--- EXERCISE DETAILS ---
Tally the lines in the records below that contain the string "patch". Reply with the number alone.

--- MATERIAL TO PROCESS ---

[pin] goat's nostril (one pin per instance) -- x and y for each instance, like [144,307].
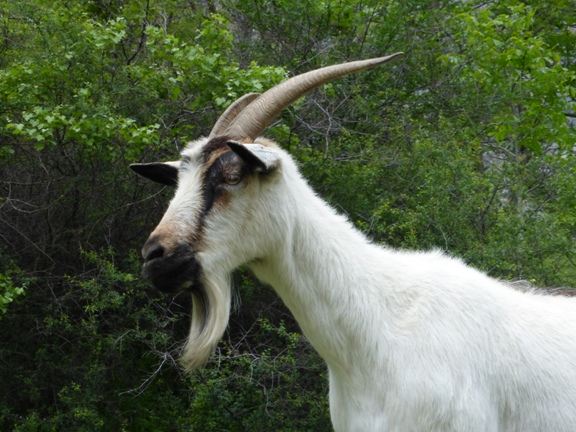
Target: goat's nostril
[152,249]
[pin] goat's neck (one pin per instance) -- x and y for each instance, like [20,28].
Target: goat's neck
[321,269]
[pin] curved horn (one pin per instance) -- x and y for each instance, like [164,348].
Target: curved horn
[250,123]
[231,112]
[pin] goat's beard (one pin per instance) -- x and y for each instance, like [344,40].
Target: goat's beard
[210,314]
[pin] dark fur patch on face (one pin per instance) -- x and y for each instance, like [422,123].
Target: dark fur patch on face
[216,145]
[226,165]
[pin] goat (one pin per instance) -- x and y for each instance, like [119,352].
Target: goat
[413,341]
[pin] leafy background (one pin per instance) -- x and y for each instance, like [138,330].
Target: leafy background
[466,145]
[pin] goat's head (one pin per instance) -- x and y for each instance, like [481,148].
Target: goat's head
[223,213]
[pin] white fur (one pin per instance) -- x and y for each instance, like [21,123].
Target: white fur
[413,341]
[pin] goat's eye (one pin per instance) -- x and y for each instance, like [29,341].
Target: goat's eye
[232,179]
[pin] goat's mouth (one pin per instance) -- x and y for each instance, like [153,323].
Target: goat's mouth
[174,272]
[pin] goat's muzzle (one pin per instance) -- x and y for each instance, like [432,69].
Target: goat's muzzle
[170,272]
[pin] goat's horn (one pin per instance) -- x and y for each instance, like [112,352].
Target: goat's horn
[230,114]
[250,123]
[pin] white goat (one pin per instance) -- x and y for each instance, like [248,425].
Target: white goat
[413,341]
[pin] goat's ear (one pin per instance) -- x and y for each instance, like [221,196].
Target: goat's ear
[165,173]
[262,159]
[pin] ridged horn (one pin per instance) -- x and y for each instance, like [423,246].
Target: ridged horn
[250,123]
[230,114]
--
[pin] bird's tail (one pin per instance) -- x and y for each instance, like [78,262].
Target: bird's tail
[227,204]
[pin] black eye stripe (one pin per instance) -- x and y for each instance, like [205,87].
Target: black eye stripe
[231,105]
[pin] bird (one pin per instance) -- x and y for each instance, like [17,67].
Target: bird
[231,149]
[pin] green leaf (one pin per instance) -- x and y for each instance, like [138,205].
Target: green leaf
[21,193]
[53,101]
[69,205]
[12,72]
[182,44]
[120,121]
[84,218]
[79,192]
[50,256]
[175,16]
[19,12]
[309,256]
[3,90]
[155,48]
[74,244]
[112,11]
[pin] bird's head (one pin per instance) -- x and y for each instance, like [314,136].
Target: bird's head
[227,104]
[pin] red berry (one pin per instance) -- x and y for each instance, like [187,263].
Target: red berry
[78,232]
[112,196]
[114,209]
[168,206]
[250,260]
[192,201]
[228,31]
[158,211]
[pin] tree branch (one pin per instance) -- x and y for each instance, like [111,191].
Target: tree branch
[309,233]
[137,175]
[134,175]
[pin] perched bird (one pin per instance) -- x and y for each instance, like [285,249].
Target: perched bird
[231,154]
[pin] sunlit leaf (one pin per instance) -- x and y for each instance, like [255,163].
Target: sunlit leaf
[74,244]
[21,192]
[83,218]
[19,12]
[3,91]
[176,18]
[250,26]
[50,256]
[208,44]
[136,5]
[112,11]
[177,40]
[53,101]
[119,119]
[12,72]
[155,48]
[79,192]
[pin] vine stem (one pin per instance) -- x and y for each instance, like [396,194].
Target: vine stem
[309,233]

--- EXERCISE RESULT ---
2